### WHAT TO WORK ON
Quote the entries word for word. Omit the pictures.

⟨

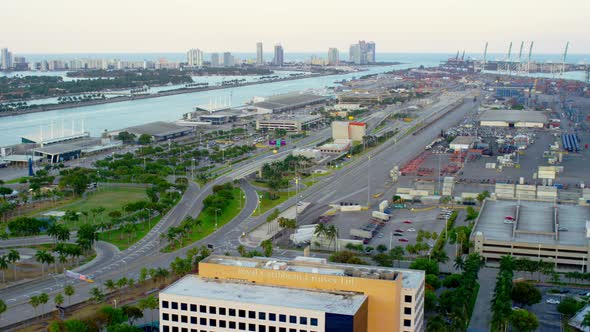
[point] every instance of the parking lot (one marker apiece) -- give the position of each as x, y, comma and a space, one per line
549, 317
401, 230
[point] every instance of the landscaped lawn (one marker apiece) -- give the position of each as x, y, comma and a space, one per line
208, 221
111, 198
266, 203
120, 239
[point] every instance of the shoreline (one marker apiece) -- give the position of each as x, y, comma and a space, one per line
53, 107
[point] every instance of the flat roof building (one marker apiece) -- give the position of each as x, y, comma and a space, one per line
462, 143
289, 102
159, 130
556, 233
290, 124
512, 118
304, 294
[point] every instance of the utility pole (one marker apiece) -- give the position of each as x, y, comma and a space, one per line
369, 182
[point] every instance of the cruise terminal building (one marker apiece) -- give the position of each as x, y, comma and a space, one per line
300, 295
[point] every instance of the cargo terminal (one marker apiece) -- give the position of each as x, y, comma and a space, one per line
303, 294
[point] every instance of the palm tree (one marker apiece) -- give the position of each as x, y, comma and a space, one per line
150, 303
69, 290
397, 253
43, 299
42, 256
110, 285
58, 299
34, 302
3, 308
332, 235
459, 263
3, 266
13, 256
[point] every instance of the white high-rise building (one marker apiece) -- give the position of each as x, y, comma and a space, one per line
362, 53
6, 59
259, 54
194, 58
278, 59
333, 57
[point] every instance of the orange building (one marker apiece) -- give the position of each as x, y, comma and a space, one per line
368, 298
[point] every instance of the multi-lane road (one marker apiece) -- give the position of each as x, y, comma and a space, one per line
350, 183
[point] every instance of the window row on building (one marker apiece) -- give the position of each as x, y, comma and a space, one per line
231, 312
237, 326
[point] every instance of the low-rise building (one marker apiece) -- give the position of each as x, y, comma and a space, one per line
304, 294
512, 118
290, 124
462, 143
555, 233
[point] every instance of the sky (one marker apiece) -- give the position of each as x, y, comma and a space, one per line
83, 26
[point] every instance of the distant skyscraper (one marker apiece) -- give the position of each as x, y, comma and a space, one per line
6, 59
228, 59
371, 52
259, 54
333, 57
194, 58
278, 59
362, 53
215, 60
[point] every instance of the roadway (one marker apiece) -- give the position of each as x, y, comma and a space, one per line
146, 252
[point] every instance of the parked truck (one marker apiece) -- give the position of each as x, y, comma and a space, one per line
380, 215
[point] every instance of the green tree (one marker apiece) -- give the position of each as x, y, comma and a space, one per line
523, 321
431, 267
3, 307
12, 257
34, 302
58, 299
43, 299
569, 306
149, 303
525, 293
433, 281
267, 247
96, 294
69, 290
132, 312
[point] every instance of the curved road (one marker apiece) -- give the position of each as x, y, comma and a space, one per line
111, 264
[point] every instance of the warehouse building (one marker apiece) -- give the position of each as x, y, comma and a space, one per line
546, 231
290, 124
462, 143
343, 130
513, 118
290, 102
159, 131
304, 294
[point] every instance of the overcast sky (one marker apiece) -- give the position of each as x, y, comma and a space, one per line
83, 26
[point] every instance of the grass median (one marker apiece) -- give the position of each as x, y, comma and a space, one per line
210, 222
123, 240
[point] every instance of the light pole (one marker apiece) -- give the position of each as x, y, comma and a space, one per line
369, 182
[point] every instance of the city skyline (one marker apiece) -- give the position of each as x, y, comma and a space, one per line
424, 26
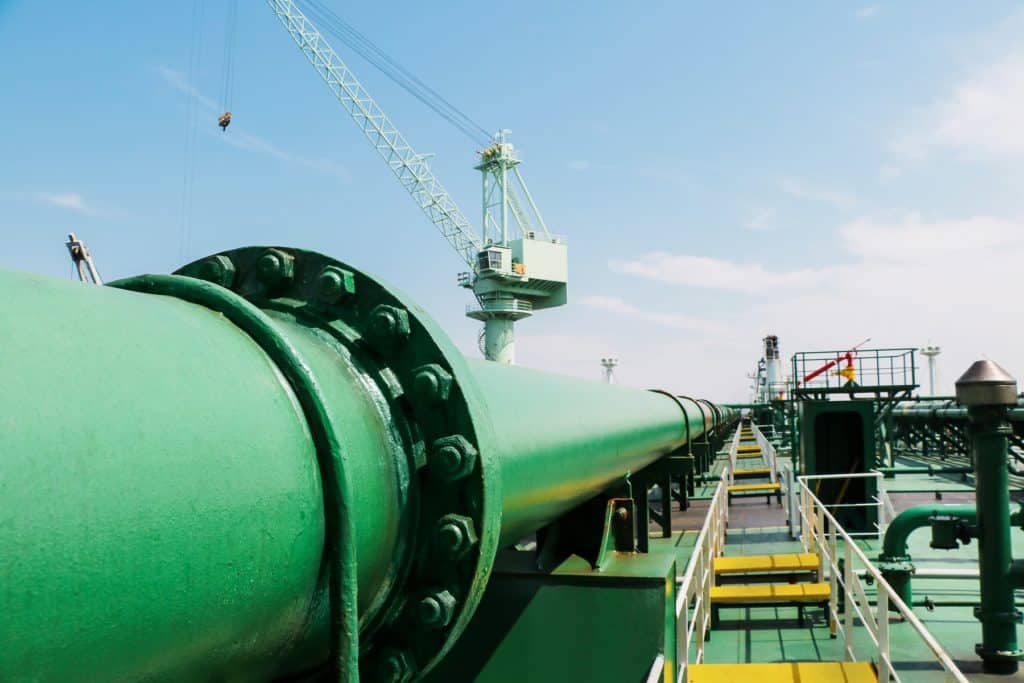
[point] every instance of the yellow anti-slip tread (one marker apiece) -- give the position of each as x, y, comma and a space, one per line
754, 563
783, 672
751, 594
752, 472
743, 487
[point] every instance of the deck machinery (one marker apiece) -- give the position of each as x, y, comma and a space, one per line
272, 466
867, 420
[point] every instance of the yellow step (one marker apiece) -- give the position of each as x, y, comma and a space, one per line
753, 472
750, 594
747, 487
758, 563
784, 672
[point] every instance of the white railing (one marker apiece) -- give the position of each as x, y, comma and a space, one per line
878, 501
821, 534
693, 591
732, 451
768, 453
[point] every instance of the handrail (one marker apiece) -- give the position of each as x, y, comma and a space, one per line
693, 590
878, 502
770, 457
821, 532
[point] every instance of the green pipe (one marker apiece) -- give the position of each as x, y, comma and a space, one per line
925, 469
943, 410
988, 392
895, 561
271, 465
894, 546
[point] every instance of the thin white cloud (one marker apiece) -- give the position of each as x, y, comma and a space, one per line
717, 273
760, 219
71, 201
239, 138
911, 238
901, 279
621, 307
804, 190
979, 118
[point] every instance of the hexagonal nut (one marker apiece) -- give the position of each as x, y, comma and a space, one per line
334, 284
395, 666
435, 609
455, 537
453, 458
275, 268
431, 383
387, 325
218, 269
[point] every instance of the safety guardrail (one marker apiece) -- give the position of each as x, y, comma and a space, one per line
821, 534
879, 501
771, 458
693, 591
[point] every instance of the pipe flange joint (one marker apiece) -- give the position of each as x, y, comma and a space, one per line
446, 550
218, 269
456, 536
435, 609
275, 269
386, 327
1012, 616
431, 384
395, 666
452, 458
334, 285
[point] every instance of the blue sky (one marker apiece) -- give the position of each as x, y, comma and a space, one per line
823, 171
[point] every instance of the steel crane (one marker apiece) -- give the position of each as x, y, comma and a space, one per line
516, 265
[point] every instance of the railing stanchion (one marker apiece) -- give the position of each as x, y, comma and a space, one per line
848, 603
883, 620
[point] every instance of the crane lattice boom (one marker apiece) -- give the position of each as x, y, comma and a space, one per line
412, 169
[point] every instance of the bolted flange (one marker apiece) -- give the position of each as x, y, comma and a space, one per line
456, 536
431, 383
395, 666
334, 284
434, 610
453, 458
275, 268
387, 326
218, 269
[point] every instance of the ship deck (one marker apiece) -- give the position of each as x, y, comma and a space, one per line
772, 634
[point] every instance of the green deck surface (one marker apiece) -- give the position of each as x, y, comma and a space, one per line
772, 634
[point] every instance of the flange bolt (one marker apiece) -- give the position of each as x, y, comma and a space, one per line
387, 325
335, 284
217, 269
395, 666
275, 268
435, 609
453, 458
431, 383
456, 536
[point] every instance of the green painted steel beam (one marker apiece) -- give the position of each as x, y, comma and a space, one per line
272, 465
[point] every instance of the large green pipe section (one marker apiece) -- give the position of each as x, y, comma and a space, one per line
895, 560
270, 465
989, 392
944, 410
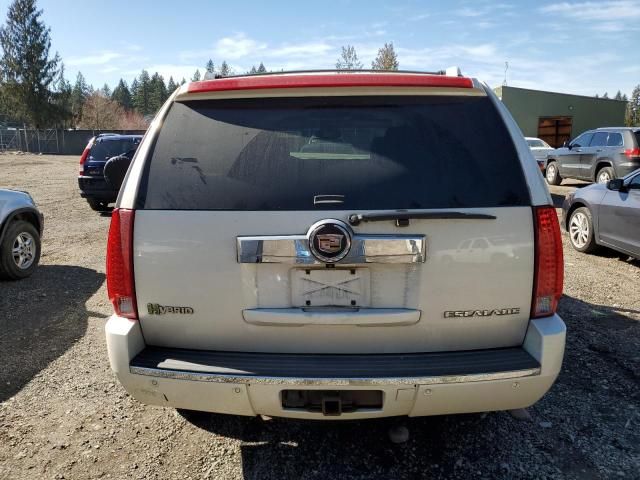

⟩

### EXERCISE OUTPUT
[point] every instance of the parking lot (one marker apiece) -- give the position of each as x, y, comma and a space, one per line
549, 317
401, 230
[point] every instance of the landscaped lawn (one marker apiece) -- give the position of each as x, y, comma and a space, one per line
208, 221
111, 198
266, 203
120, 239
[point] every instance of the shoreline (one marker apiece) -- give the position of each as x, y, comma and a space, one per line
53, 107
[point] every instance of the flat roof building (one marker apiece) -- give the position of each as x, y, comma and a space, one per line
462, 143
289, 102
159, 130
556, 233
290, 124
512, 118
304, 294
[point] every instance of the utility pole (one marker apiece) -- give the position of each as x, y, comma and a space, one per line
369, 182
[point] every instance of the cruise terminal building (one marker apiece) -- give the position of each as x, y, comma and a space, one per line
300, 295
[point] every instance of the cargo terminal (one marker apiece) -- give the position of each as x, y, comma and a space, one per line
303, 294
[point] every instance of the palm tree (one marker apiece) -- give the position of each as x, y, comma and a space, one per line
150, 303
69, 290
397, 253
43, 299
42, 256
110, 285
58, 299
34, 302
3, 308
332, 235
459, 263
3, 266
13, 256
[point] every instance of the white high-rise building (one marker apiece) -- give the position of each as x, y, comma and a space, one per line
362, 53
6, 59
259, 54
194, 58
278, 59
333, 57
[point] every instance of the orange building (one marker apiece) -- give the position of each as x, y, comma and a space, one per line
368, 298
[point] every instance of the multi-lane road (one marker apiece) -- give the position of each as x, y, comma and a space, one per line
350, 183
[point] every instance of the window row on building (one marker apiece) -- give the position of each as x, y, comma and a space, one per line
231, 312
237, 326
[point] every instance of the low-rise building (one marker apiece) -- give the position of each as x, y, comma and a space, one per line
304, 294
512, 118
290, 124
462, 143
555, 233
[point] every instance of the sky (one marker apiece) -- give the position of each as x, y, comma and a space, one per line
83, 26
[point] every instance of the distant skyscraper (one marker apiece) -- give the position of each as x, y, comma and a space, one per line
6, 59
228, 59
371, 52
259, 54
333, 57
194, 58
278, 59
362, 53
215, 60
[point] every instance of the roadway (one marker apiece) -- give the position of each as x, y, comma and a space, one per line
146, 252
[point] every instance of the parked truck (one marker apiece) -- give the position of each as x, y, comma and a space, one per line
380, 215
[point] every instance of the green tree (one marker apiece) -- give the position of each as x, y, comma and a space, one per line
523, 321
431, 267
3, 307
12, 257
34, 302
58, 299
43, 299
569, 306
149, 303
525, 293
433, 281
267, 247
96, 294
69, 290
132, 312
[point] every instance of the curved road (one marker apiece) -- give the position of each as x, y, comma and a space, one per line
111, 264
[point] every instance of the warehouse building (one marker apiece) -- give the position of each as x, y, comma and a space, one per line
546, 231
290, 124
462, 143
343, 130
513, 118
290, 102
159, 131
304, 294
[point] every instance of the overcast sky (one marker apiece) -- give the position of each as x, y, comma and a space, one per line
83, 26
[point] every instance of the grass median (one marker apiece) -- give the position of each as x, y, comma and a space, one per line
210, 222
123, 240
[point] every instance of the light pole (one marker apiece) -- give the position of each as x, y, comma and a space, one per line
369, 182
[point] every instance of the city skyline (one marker apiece) -- give the position of each as x, y, comma and a space, one per line
424, 26
[point] every instance of the yellow anti-slip tread (one marker apiece) -- give the position of each as x, y, comma and a space, one per line
754, 563
783, 672
751, 594
752, 472
743, 487
[point] every instance of the deck machinery (one marker apiece) -- give the position of each as x, y, comma and a space, one per line
272, 466
867, 420
[point] every instance of the yellow step (one marker apiece) -- give the position of each as x, y, comma and a space, one per line
753, 472
750, 594
747, 487
758, 563
784, 672
[point] every instance of the white railing (one marker apiece) -- give the position of each as x, y, comma and a space, one per line
878, 501
821, 534
693, 591
732, 451
768, 453
[point] every instance of the handrail (one marker apiece) -- give the position of each as x, y, comma and a space, one per line
693, 590
878, 502
770, 457
821, 532
[point] every instance of the green pipe (one marker apiece) -- give the position of each as x, y, comma and a space, one per line
925, 469
943, 410
988, 392
895, 561
271, 465
894, 546
[point] every instance of the thin white cloud (one marker apiece) -- give the position of each as x, y, comma and a space, one per line
717, 273
760, 219
71, 201
239, 138
911, 238
901, 279
621, 307
804, 190
979, 118
[point] every instance of the hexagonal nut (one marker apiece) -- give the position of each as x, y, comma and a space, one per line
334, 284
395, 666
435, 609
455, 537
453, 458
275, 268
431, 383
387, 325
218, 269
[point] every instance of the safety guardrail (one marker apiece) -- give the position of each as x, y, comma and a space, one per line
821, 534
879, 501
771, 458
693, 591
[point] every instance of the pipe flange joint (one marker apiece) -- give the position of each as x, y, comma and a space, one per line
446, 550
218, 269
456, 536
435, 609
275, 269
386, 327
1012, 616
431, 384
395, 666
452, 458
334, 285
[point] every instance of the blue sky (one marker apiece) -- give the position of each as x, y, comma and a space, one per line
823, 171
[point] every instance of the steel crane (one marker apiece) -- give the position of each as x, y, comma and a space, one per line
516, 265
[point] every instance of the railing stanchion (one marker apiece) -- give the position of each as x, y, comma and a space, one per line
848, 603
883, 620
[point] every instance of the crane lattice boom (one marker apiece) -- give the position of each as x, y, comma and a space, one per line
412, 169
[point] every instance of the bolted flange (one marker apiece) -- give the position of each as x, y, comma and a space, one per line
456, 536
431, 383
395, 666
334, 284
434, 610
453, 458
275, 268
387, 326
218, 269
[point] every instance of the ship deck (one marker apiece) -- give the position of each as x, y, comma and a space, one per line
772, 634
[point] every instance of the green deck surface (one marker apiece) -- give the position of each as x, y, comma and a space, one per line
772, 634
[point] every instance of the flange bolt (one marker apiece) -- give the position of each as x, y, comma and a space, one per line
387, 325
335, 284
217, 269
395, 666
275, 268
435, 609
453, 458
431, 383
456, 536
[point] every instance of the green painted steel beam (one marker apiece) -- give the position of each as x, y, comma and a space, one per line
272, 465
[point] every instance of the large green pipe section (one marker apiece) -- give the position of each as x, y, comma and a space, one per line
895, 560
270, 465
989, 392
944, 410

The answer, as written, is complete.